● **PASSAGE CITÉ**
::::::::::

La guerre d’Israël contre les universités américaines

L’exclusion des Étudiants pour la Justice en Palestine (Students for Justice in Palestine, SJP) à la Northeastern University de Boston le 7 mars, ainsi qu’une menace de l’université de sanctions disciplinaires contre certains de ses membres, s’ajoute aux sanctions imposées contre bon nombre de groupes de défense des droits palestiniens à travers le pays. Ces attaques, et d’autres formes de punitions étrangement similaires, semblent faire partie d’un mouvement coordonné de la part du gouvernement israélien et du lobby israélien, qui vise à mettre sur liste noire tout groupe d’étudiant qui conteste le récit israélien officiel.

La Northeastern a exclu le SJP après qu’ils ont placardé dans le campus des répliques d’avis d’expulsions qui sont habituellement cloués sur des maisons palestiniennes en passe d’être démolies par les Israéliens. L’avis de suspension de l’université stipule que si le SJP demande sa réintégration l’année prochaine, « aucun des anciens administrateurs de Students for Justice in Palestine ne pourra faire partie de l’équipe de la nouvelle organisation », et que les représentants de l’organisation doivent suivre des « leçons » imposées par l’université.

En 2011 en Californie, 10 étudiants qui avaient fait irruption lors d’un discours de Michael Oren à l’université d’Irvine, alors ambassadeur israélien aux États-Unis, ont été reconnus coupables, mis en probation informelle et condamnés à des travaux d’intérêt publique. Oren, un citoyen israélien qui a depuis été engagé par CNN en tant que collaborateur, a appelé le Congrès à mettre sur liste noire tout partisan des campagnes de boycott, désinvestissement et sanctions (BDS) contre Israël, et à poursuivre tout ceux qui protestent lors d’une apparition en public de responsables israéliens. Des activistes de l’Atlantic University de Floride se sont vus retirer leurs positions de leadership estudiantin après avoir quitté la salle lors d’un discours d’un officier de l’armée israélienne, et ils ont été obligés par des administrateurs de l’école à suivre des séminaires de rééducation donnés par l’Anti-Defamation League [une sorte d'équivalent de la Licra, ndCroah]. Les Étudiants de Columbia pour la Justice en Palestine, (CSJP) ont été brusquement suspendus au printemps 2011 et interdits de réservation de salles ou d’accueillir des évènements sur le campus. Les administrateurs de l’université, avant l’expulsion, avaient pour coutume de prévenir à l’avance le campus Hillel de tout évènement de la CSJP. La suspension a finalement été levée après une protestation menée par les avocats de la CSJP.

::::::::::

● **DONNÉES EXTRAITES**
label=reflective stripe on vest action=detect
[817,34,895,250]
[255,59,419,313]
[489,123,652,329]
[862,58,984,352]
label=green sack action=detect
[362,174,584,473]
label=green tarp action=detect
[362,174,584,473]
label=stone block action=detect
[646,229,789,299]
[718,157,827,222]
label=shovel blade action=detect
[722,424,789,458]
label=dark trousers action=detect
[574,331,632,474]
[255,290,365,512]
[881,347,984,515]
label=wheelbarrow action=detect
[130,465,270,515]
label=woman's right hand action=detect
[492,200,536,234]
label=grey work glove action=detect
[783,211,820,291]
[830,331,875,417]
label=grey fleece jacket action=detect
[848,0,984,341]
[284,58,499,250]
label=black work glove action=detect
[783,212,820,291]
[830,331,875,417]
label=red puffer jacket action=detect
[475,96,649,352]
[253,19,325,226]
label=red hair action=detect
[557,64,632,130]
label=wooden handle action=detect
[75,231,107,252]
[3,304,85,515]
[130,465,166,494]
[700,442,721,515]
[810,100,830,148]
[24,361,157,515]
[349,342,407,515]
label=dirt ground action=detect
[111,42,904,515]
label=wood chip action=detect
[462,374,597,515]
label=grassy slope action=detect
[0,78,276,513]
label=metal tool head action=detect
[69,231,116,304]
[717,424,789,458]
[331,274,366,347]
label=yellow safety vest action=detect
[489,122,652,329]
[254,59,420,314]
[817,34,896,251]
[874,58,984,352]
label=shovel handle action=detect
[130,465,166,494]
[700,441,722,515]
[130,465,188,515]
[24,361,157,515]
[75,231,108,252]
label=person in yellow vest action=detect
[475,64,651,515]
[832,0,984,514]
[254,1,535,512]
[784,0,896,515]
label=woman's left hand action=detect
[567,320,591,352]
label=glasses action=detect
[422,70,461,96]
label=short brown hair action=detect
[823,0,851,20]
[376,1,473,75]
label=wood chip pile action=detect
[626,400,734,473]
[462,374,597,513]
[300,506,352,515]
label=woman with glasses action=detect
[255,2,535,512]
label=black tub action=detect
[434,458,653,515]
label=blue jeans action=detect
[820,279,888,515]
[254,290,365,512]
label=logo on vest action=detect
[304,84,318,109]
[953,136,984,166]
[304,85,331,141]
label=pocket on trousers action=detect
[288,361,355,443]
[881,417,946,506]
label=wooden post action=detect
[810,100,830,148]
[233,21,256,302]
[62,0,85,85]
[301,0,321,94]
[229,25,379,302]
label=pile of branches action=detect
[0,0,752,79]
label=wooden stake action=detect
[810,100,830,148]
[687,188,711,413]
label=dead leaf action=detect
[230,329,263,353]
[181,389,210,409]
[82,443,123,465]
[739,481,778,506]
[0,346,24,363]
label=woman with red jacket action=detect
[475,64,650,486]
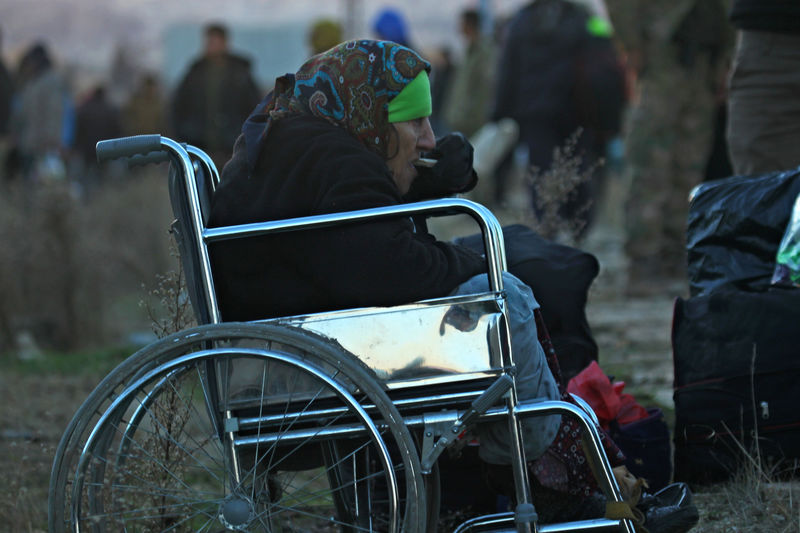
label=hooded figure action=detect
[209,40,559,463]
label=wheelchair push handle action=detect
[95,134,163,164]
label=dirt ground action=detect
[0,175,800,532]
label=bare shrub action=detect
[524,129,603,243]
[140,242,196,338]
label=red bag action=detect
[567,361,648,429]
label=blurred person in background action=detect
[308,19,342,55]
[611,0,731,295]
[492,0,626,238]
[727,0,800,174]
[372,7,412,48]
[172,23,261,168]
[72,83,122,196]
[122,73,168,135]
[443,9,496,137]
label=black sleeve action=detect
[297,150,486,306]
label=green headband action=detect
[389,70,432,122]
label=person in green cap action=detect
[209,40,560,470]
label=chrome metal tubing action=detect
[70,348,399,524]
[186,144,219,191]
[203,198,506,292]
[161,137,221,324]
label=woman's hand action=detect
[420,132,478,193]
[404,132,478,202]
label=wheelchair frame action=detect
[49,135,634,533]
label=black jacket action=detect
[209,116,485,320]
[730,0,800,34]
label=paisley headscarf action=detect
[242,40,430,169]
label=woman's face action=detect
[386,117,436,195]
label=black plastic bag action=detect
[456,224,596,382]
[686,169,800,296]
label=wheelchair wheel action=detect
[49,324,426,532]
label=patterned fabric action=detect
[528,309,625,498]
[242,40,430,168]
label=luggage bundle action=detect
[672,170,800,483]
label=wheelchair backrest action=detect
[98,137,511,388]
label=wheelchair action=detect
[48,135,634,533]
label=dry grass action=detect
[0,169,171,353]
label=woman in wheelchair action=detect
[209,40,692,519]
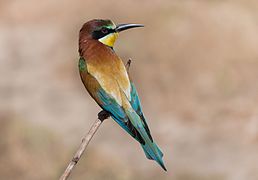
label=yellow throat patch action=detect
[99,32,118,47]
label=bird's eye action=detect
[101,28,108,34]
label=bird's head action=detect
[80,19,143,47]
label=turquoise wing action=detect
[130,82,153,142]
[97,88,144,144]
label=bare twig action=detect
[59,110,110,180]
[59,58,132,180]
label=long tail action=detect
[125,109,167,171]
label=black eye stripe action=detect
[92,28,115,39]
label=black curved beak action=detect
[115,24,144,32]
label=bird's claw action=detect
[98,110,110,121]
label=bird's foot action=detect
[98,110,110,122]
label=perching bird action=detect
[79,19,166,171]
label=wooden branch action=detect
[59,110,110,180]
[59,58,132,180]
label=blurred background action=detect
[0,0,258,180]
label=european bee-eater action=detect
[79,19,166,170]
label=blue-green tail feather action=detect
[125,110,167,171]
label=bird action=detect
[78,19,167,171]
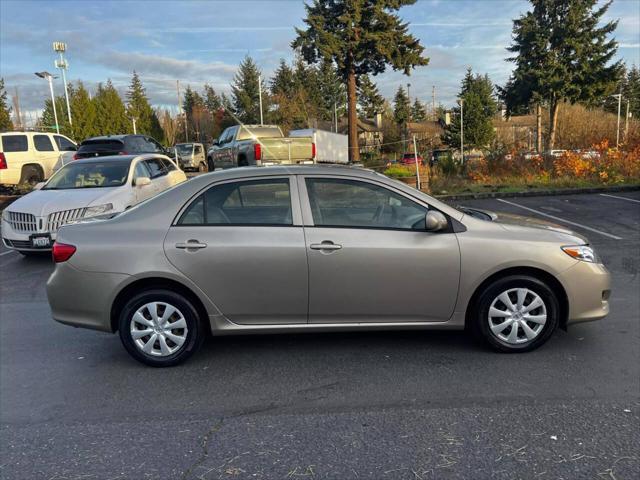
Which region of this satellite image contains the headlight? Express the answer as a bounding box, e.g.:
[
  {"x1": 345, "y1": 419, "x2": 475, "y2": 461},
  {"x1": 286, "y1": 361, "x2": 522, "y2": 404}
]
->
[
  {"x1": 83, "y1": 203, "x2": 113, "y2": 218},
  {"x1": 561, "y1": 245, "x2": 598, "y2": 263}
]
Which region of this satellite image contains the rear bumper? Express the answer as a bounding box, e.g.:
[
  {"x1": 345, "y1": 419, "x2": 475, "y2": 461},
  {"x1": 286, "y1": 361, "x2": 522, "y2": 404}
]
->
[
  {"x1": 558, "y1": 262, "x2": 611, "y2": 325},
  {"x1": 47, "y1": 262, "x2": 130, "y2": 332}
]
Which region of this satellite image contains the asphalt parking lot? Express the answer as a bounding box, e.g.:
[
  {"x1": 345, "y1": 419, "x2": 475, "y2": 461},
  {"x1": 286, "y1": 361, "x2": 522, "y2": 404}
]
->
[{"x1": 0, "y1": 191, "x2": 640, "y2": 480}]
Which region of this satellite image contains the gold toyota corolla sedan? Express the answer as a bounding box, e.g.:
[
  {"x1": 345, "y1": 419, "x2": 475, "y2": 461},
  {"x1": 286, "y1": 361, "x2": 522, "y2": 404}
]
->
[{"x1": 47, "y1": 166, "x2": 610, "y2": 366}]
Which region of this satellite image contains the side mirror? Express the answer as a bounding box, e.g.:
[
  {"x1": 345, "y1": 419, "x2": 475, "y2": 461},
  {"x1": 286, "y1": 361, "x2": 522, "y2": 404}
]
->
[
  {"x1": 135, "y1": 177, "x2": 151, "y2": 187},
  {"x1": 425, "y1": 210, "x2": 449, "y2": 232}
]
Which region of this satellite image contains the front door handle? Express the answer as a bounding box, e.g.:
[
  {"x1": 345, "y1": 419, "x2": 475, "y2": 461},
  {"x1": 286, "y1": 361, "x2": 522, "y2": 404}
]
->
[
  {"x1": 310, "y1": 240, "x2": 342, "y2": 251},
  {"x1": 176, "y1": 240, "x2": 207, "y2": 250}
]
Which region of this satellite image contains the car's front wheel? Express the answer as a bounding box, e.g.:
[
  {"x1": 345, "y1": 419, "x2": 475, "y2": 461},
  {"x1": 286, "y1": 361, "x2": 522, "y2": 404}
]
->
[
  {"x1": 119, "y1": 289, "x2": 205, "y2": 367},
  {"x1": 472, "y1": 275, "x2": 560, "y2": 353}
]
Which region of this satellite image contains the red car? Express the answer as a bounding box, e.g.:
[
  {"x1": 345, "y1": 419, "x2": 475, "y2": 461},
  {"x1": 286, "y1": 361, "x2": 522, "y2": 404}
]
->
[{"x1": 399, "y1": 153, "x2": 424, "y2": 165}]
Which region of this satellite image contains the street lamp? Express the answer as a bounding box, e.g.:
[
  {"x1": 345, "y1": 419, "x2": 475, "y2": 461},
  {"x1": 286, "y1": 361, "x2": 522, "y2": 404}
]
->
[
  {"x1": 36, "y1": 72, "x2": 60, "y2": 134},
  {"x1": 611, "y1": 93, "x2": 622, "y2": 148},
  {"x1": 458, "y1": 98, "x2": 464, "y2": 165},
  {"x1": 53, "y1": 42, "x2": 73, "y2": 125}
]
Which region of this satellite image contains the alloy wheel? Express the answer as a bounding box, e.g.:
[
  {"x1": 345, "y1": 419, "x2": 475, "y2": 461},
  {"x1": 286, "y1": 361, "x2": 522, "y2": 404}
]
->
[
  {"x1": 130, "y1": 302, "x2": 188, "y2": 357},
  {"x1": 488, "y1": 288, "x2": 547, "y2": 345}
]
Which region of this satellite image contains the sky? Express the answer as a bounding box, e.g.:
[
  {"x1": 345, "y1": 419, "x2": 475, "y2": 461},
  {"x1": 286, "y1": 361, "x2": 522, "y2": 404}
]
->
[{"x1": 0, "y1": 0, "x2": 640, "y2": 120}]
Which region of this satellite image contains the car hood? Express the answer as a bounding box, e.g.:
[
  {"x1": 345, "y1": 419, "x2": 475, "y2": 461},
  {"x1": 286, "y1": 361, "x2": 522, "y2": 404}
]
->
[
  {"x1": 458, "y1": 207, "x2": 589, "y2": 244},
  {"x1": 7, "y1": 187, "x2": 121, "y2": 217}
]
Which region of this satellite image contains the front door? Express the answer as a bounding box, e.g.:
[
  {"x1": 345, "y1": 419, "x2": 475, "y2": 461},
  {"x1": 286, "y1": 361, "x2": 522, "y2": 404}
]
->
[
  {"x1": 300, "y1": 177, "x2": 460, "y2": 323},
  {"x1": 164, "y1": 176, "x2": 308, "y2": 325}
]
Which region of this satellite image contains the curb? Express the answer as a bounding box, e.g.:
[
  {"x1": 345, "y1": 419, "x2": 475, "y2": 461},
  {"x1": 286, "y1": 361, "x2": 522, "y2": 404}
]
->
[{"x1": 432, "y1": 185, "x2": 640, "y2": 201}]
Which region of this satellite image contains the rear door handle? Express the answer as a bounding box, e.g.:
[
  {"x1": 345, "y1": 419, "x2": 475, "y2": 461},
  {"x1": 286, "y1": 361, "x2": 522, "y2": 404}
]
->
[
  {"x1": 176, "y1": 240, "x2": 207, "y2": 250},
  {"x1": 309, "y1": 240, "x2": 342, "y2": 250}
]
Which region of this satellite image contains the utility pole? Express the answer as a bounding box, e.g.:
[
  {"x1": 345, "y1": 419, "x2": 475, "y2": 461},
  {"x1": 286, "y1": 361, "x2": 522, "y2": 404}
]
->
[
  {"x1": 611, "y1": 93, "x2": 622, "y2": 148},
  {"x1": 36, "y1": 72, "x2": 60, "y2": 135},
  {"x1": 53, "y1": 42, "x2": 72, "y2": 125},
  {"x1": 459, "y1": 98, "x2": 464, "y2": 165},
  {"x1": 176, "y1": 80, "x2": 189, "y2": 143},
  {"x1": 258, "y1": 75, "x2": 264, "y2": 125}
]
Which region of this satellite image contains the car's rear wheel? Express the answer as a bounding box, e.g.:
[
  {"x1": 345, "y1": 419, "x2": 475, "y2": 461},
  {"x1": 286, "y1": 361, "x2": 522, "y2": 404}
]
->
[
  {"x1": 119, "y1": 289, "x2": 204, "y2": 367},
  {"x1": 472, "y1": 275, "x2": 560, "y2": 353}
]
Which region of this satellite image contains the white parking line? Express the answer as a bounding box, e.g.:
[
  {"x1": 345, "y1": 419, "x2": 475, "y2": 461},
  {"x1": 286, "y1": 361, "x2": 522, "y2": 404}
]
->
[
  {"x1": 600, "y1": 193, "x2": 640, "y2": 203},
  {"x1": 496, "y1": 198, "x2": 622, "y2": 240}
]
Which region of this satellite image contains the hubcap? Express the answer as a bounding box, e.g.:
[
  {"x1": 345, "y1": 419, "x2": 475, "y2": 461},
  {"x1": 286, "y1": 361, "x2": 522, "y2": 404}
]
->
[
  {"x1": 130, "y1": 302, "x2": 188, "y2": 357},
  {"x1": 488, "y1": 288, "x2": 547, "y2": 345}
]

::::::::::

● **CONSIGNE**
Répondez à ces questions d'après le passage cité :
1. Quelle université a exclu le SJP le 7 mars ?
2. D'après l'avis de suspension, que doivent suivre les représentants de l'organisation ?
3. À quel moment les Étudiants de Columbia pour la Justice en Palestine ont-ils été suspendus ?

● **CORRIGÉ**
1. La Northeastern University de Boston.
2. Des « leçons » imposées par l'université.
3. Au printemps 2011.